Reproduce each of the following entries verbatim, line for line, without changing any character.

--- START OF RECORDS ---

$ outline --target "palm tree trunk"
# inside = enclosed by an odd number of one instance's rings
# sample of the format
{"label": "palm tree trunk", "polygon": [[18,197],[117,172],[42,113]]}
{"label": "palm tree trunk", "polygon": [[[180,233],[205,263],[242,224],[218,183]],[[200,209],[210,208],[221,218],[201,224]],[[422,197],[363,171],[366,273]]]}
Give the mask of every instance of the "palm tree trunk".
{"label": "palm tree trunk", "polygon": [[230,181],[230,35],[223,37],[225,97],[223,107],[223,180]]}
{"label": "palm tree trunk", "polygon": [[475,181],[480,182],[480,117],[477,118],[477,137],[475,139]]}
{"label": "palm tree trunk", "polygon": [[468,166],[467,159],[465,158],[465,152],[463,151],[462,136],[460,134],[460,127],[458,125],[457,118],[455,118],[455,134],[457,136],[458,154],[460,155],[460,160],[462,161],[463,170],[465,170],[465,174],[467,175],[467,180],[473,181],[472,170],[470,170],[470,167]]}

--- END OF RECORDS ---

TASK OUTPUT –
$ outline --target "palm tree trunk"
# inside = enclosed by an odd number of one instance's rings
# sample of the format
{"label": "palm tree trunk", "polygon": [[18,197],[117,172],[42,113]]}
{"label": "palm tree trunk", "polygon": [[[180,233],[205,263],[242,224],[218,183]],[[200,209],[210,208],[221,218],[201,224]],[[422,197],[363,171],[366,273]]]}
Give the mask of every instance of the "palm tree trunk".
{"label": "palm tree trunk", "polygon": [[230,181],[230,35],[223,37],[225,97],[223,107],[223,180]]}
{"label": "palm tree trunk", "polygon": [[475,181],[480,182],[480,117],[477,118],[477,137],[475,139]]}
{"label": "palm tree trunk", "polygon": [[468,166],[467,159],[465,158],[465,152],[463,151],[462,136],[460,134],[460,127],[458,125],[457,118],[455,118],[455,134],[457,136],[458,154],[460,155],[460,160],[462,161],[463,170],[465,170],[465,174],[467,175],[467,180],[473,181],[472,170],[470,170],[470,167]]}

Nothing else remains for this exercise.